◆ **Exercise details**
Can you find every line in the material below that contains the word "suspension" and copy each one? Matching is case-sensitive.
───
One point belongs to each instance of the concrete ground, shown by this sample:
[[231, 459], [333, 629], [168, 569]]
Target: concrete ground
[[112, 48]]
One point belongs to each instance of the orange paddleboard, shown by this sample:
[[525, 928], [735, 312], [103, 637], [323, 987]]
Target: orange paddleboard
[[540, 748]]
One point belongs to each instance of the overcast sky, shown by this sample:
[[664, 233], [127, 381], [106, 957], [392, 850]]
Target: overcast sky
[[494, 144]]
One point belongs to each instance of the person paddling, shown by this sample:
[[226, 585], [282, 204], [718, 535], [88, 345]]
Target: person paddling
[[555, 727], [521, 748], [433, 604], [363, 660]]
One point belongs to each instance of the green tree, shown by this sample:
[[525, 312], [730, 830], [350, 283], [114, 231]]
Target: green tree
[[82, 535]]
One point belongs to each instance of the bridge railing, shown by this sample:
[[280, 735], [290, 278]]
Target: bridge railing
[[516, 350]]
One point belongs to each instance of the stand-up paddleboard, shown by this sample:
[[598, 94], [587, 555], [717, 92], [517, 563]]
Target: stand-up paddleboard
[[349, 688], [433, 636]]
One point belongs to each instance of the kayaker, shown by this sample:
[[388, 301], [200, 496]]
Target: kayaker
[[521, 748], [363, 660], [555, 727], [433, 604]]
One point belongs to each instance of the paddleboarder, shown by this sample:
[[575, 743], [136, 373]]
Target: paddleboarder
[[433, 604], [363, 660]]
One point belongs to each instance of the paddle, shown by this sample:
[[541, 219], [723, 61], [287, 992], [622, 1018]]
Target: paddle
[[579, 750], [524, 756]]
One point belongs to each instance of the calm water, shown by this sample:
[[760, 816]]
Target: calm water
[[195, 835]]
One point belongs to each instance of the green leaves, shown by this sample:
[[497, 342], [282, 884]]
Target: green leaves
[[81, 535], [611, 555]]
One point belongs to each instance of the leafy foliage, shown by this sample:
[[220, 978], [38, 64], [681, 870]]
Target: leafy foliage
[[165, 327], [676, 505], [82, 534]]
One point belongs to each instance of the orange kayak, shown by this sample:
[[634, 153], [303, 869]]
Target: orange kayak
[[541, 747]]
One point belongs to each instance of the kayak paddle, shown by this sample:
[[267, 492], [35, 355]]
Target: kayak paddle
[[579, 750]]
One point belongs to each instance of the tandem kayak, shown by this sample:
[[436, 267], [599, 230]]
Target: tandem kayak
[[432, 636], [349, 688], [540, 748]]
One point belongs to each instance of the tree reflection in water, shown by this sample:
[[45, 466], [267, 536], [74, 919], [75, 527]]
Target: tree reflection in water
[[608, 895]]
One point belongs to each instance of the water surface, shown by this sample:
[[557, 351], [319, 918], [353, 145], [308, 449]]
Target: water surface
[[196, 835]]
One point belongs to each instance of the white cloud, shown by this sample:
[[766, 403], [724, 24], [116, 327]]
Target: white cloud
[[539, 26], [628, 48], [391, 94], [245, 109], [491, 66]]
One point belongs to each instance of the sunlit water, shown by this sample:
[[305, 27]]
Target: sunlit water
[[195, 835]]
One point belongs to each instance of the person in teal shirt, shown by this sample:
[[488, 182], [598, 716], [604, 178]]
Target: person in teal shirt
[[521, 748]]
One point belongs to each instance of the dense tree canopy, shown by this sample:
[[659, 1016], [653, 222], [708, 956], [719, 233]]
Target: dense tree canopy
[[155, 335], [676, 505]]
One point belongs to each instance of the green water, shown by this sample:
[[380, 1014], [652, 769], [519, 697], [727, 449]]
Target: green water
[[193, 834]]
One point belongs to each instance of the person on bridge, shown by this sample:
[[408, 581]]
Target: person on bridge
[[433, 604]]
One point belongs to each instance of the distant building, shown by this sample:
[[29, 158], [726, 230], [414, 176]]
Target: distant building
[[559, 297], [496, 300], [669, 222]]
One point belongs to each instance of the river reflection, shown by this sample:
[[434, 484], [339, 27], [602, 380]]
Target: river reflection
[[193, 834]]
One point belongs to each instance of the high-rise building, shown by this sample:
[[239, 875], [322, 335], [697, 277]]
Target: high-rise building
───
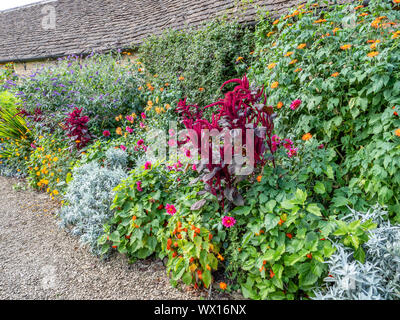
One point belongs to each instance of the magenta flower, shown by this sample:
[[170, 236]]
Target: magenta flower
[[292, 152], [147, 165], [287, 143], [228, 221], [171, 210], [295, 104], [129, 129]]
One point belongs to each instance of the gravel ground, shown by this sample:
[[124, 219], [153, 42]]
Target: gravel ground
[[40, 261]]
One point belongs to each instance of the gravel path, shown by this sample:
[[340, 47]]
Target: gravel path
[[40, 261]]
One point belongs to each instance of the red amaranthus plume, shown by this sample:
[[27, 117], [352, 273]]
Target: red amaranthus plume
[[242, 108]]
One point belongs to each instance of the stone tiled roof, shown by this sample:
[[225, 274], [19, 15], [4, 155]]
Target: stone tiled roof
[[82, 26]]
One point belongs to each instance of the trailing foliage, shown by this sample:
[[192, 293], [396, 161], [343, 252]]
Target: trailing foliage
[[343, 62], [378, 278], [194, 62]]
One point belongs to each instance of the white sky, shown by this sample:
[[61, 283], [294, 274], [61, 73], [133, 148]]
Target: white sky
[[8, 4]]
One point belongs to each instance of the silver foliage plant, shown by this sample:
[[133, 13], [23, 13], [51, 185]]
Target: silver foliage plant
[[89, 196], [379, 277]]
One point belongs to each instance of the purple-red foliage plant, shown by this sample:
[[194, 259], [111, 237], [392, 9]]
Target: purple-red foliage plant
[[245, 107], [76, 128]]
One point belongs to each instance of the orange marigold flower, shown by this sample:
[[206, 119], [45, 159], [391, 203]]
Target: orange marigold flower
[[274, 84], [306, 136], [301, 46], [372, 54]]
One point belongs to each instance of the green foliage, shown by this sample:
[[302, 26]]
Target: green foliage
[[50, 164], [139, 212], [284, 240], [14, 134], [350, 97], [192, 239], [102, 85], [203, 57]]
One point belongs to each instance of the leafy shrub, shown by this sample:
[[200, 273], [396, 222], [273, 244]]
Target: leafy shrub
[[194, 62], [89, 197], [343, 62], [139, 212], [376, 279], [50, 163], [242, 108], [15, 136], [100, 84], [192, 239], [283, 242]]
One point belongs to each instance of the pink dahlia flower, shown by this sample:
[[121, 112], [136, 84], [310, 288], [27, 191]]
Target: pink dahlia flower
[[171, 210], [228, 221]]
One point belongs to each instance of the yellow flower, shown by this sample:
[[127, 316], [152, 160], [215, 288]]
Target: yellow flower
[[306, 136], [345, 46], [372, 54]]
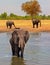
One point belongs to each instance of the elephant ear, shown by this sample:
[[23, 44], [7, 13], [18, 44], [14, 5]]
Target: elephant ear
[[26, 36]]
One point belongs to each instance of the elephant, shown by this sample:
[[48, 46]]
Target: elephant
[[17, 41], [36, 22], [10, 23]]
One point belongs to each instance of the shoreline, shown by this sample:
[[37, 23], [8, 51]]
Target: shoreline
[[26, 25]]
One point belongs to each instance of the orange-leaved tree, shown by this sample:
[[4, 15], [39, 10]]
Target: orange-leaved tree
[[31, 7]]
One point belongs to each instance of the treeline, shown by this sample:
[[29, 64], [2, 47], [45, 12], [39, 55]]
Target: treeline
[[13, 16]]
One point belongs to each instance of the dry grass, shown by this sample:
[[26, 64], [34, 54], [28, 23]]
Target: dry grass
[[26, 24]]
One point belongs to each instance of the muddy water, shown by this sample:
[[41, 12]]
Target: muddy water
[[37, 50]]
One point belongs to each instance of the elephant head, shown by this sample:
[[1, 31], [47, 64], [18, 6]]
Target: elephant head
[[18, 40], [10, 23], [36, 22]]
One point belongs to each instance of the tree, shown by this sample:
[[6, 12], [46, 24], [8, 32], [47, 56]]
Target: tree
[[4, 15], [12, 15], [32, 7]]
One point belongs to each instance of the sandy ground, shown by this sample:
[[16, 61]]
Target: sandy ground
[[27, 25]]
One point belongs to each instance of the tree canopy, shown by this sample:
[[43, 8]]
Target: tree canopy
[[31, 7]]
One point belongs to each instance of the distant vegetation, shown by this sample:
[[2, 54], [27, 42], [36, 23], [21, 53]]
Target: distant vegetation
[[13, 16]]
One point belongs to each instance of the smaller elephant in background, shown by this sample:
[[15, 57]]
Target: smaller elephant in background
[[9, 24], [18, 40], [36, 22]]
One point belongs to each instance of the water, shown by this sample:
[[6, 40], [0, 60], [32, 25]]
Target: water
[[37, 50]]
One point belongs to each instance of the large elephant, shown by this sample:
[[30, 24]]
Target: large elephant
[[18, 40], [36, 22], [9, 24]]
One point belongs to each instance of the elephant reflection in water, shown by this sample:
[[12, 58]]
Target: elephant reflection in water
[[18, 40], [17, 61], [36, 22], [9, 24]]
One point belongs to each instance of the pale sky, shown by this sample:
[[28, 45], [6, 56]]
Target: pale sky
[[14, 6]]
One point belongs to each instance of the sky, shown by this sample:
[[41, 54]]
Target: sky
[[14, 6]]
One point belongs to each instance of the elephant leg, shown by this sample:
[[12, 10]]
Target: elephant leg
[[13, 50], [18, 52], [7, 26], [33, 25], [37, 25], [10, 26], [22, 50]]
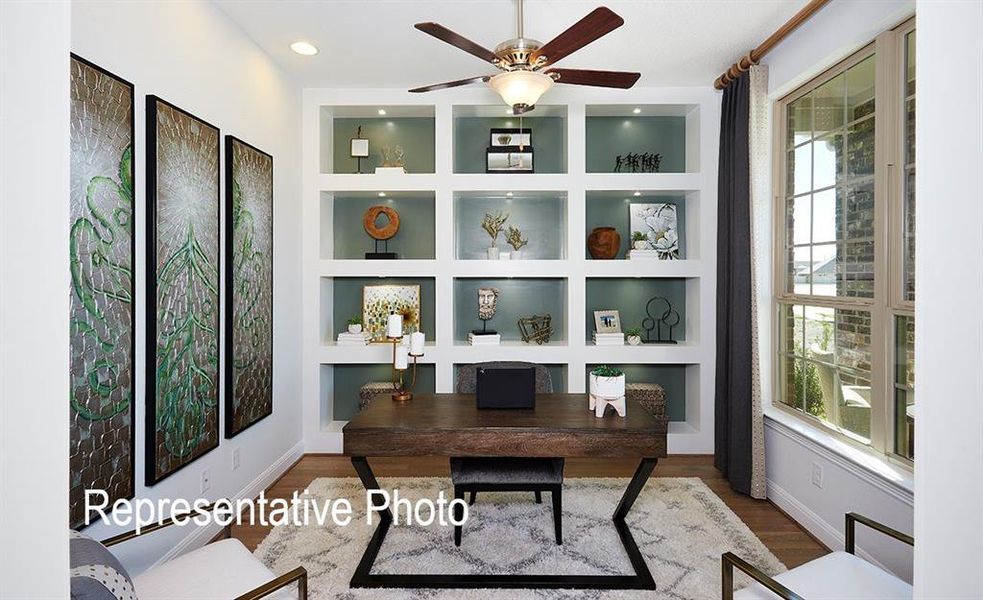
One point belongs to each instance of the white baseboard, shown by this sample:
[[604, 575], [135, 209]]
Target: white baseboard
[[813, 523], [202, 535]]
───
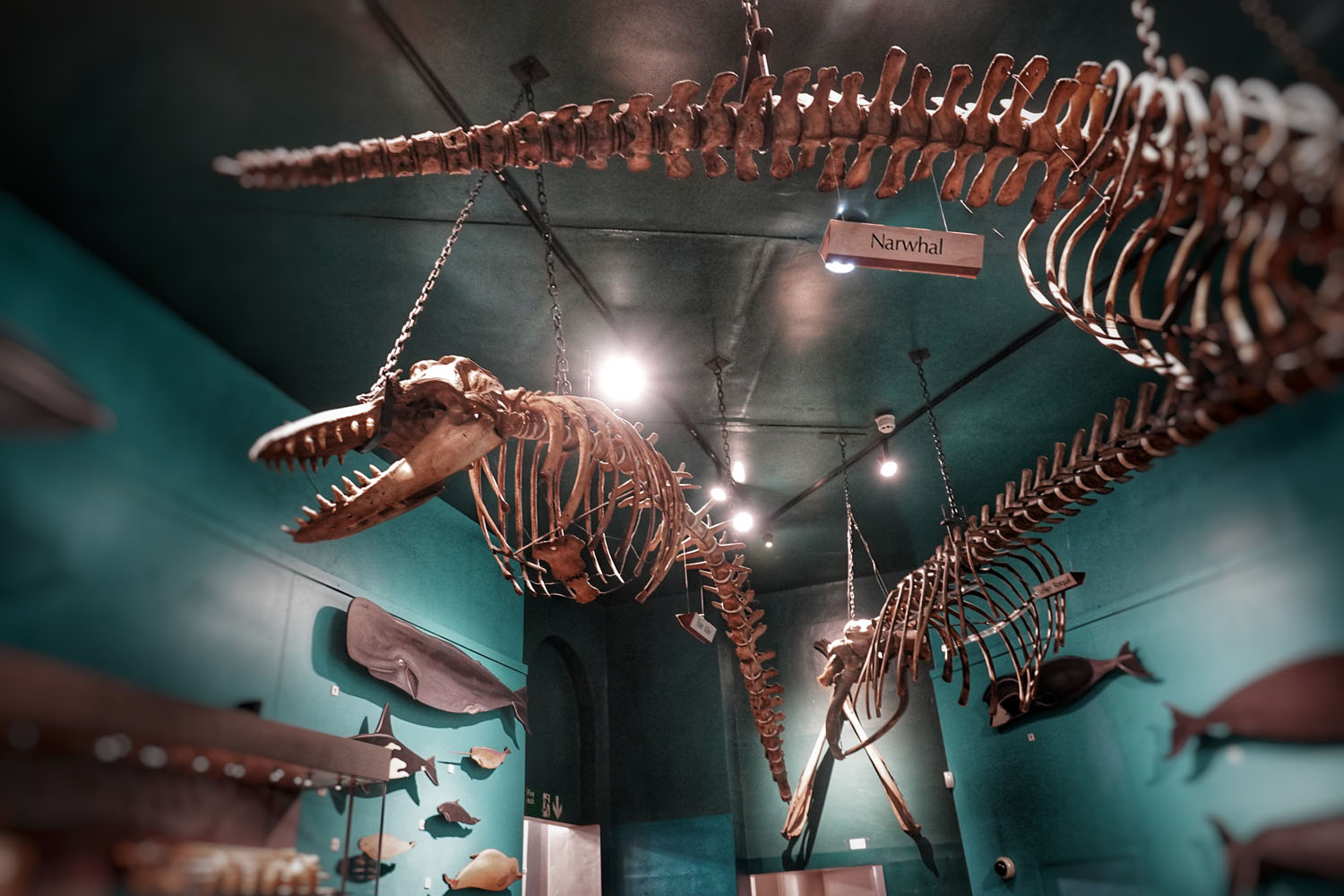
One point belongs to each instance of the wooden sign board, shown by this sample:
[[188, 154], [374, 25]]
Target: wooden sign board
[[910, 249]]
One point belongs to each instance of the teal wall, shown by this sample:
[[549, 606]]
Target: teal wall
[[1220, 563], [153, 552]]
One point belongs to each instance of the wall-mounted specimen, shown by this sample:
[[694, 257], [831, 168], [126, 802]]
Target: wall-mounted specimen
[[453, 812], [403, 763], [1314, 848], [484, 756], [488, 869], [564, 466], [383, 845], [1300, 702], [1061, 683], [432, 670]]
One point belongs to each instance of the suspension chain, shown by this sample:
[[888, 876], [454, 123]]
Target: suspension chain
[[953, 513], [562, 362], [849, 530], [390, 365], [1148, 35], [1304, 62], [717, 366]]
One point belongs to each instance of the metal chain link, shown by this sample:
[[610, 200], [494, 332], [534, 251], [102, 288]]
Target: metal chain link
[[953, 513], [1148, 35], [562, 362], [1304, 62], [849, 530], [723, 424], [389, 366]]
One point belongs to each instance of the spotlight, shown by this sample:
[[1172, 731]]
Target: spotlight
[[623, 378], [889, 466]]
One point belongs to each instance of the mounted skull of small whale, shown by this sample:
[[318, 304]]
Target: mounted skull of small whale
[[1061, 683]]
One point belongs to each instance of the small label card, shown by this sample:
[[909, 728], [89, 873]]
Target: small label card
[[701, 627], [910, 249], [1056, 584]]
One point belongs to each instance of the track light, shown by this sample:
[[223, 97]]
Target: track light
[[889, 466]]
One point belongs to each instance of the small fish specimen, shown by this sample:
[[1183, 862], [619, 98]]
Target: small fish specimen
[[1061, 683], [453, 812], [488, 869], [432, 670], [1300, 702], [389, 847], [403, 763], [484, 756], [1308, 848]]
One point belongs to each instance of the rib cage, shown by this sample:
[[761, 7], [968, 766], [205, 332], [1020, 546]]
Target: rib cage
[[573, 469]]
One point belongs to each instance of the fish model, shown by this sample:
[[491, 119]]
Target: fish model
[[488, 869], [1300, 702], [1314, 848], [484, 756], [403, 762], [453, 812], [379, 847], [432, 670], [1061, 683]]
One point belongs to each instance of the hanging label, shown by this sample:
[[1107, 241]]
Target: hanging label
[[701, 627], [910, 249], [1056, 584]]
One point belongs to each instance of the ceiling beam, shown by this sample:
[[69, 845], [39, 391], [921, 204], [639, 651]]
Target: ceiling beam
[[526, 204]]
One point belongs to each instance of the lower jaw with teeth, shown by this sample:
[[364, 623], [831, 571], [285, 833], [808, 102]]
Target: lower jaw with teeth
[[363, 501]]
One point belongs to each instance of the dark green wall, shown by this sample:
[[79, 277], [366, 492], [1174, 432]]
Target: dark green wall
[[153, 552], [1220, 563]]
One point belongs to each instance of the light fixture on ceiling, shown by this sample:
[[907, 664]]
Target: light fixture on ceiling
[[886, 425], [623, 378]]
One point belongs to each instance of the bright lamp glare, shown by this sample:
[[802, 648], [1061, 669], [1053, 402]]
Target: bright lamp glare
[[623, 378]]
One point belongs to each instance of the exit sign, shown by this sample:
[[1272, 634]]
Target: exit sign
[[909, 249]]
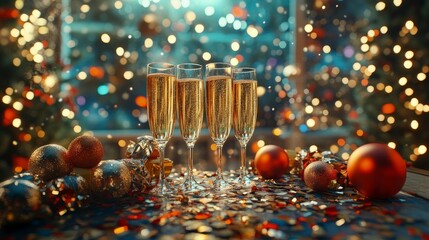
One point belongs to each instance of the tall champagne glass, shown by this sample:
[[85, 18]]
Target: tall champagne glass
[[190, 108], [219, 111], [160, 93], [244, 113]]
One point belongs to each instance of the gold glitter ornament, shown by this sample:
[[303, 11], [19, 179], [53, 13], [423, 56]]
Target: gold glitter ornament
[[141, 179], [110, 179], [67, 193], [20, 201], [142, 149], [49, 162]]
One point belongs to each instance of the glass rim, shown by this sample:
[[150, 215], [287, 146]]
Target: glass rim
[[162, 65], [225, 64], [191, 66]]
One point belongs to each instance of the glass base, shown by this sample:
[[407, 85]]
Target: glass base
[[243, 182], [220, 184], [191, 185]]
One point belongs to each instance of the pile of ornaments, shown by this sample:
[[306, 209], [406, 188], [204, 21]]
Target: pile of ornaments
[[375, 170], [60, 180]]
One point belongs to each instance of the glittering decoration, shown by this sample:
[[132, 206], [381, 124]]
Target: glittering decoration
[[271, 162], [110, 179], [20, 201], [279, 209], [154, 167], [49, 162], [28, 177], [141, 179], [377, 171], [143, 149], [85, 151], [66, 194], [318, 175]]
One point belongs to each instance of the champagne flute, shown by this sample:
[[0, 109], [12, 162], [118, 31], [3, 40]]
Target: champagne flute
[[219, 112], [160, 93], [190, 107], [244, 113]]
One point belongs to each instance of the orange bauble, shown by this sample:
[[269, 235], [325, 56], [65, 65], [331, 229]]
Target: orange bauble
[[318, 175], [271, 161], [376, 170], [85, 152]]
───
◆ **Reply to the exercise**
One point belongs to each instance of the suspension chain, shown by this sample:
Target: suspension chain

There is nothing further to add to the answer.